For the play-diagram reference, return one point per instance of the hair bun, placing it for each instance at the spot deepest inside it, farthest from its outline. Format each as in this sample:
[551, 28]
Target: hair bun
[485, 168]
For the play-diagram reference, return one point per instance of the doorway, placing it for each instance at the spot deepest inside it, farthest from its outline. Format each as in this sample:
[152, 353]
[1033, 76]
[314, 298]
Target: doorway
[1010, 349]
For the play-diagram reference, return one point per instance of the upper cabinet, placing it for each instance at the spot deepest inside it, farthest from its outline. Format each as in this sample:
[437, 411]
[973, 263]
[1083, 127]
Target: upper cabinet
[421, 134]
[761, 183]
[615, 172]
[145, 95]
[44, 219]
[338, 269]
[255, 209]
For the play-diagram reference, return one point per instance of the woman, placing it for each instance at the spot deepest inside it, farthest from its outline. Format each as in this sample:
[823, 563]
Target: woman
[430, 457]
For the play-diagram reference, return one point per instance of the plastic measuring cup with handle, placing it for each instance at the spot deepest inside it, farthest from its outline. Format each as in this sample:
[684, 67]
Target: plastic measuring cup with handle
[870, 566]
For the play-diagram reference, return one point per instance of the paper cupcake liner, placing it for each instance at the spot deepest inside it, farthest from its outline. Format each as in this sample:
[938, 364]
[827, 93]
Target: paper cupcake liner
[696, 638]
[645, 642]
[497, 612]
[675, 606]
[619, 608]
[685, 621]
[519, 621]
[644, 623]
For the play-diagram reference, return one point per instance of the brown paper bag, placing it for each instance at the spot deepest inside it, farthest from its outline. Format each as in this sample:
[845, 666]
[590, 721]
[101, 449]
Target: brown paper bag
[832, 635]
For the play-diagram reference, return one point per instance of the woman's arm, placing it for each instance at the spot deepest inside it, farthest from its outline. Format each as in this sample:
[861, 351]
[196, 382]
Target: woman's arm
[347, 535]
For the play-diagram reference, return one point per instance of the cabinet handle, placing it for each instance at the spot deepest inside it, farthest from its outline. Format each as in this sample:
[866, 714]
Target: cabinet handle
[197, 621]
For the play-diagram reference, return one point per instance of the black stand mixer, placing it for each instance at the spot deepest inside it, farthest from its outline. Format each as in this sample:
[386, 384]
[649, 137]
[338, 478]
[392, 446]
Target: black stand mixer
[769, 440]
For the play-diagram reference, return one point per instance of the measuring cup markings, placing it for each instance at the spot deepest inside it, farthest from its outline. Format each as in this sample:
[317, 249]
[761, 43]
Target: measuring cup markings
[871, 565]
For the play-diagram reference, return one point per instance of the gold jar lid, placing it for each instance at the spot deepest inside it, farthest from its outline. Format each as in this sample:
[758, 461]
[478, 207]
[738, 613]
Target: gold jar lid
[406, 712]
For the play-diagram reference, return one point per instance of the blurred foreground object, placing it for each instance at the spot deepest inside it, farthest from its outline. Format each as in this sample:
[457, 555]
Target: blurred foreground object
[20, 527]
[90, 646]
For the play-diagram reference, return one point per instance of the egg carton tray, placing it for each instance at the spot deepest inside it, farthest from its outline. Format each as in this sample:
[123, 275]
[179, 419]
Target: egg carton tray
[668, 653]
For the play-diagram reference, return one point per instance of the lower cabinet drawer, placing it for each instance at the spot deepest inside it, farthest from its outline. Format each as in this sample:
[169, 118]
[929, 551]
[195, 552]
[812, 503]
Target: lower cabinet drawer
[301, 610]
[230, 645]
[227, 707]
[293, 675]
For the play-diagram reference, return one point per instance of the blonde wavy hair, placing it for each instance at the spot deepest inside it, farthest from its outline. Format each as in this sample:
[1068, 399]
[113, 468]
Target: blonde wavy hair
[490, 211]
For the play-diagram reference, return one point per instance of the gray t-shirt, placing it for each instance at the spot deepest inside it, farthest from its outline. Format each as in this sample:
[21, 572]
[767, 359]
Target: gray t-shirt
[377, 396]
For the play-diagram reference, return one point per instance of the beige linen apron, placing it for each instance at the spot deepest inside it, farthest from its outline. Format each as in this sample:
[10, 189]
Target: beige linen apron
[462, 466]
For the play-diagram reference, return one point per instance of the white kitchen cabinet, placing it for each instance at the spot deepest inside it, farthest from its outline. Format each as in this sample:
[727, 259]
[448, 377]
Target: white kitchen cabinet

• _What the task requires_:
Rewrite only the lines of the records that begin at the one containing "of the white" and end with the last line of the records, putting "gray kitchen cabinet" wherever "white kitchen cabinet" occurs and changing nothing else.

• _Output_:
For the play-diagram reference, return one point per instance of the gray kitchen cabinet, placing it for each instance at the spot deepest inside it, farthest from its outline. Format each as in this sample:
[727, 259]
[448, 377]
Target: gray kitchen cabinet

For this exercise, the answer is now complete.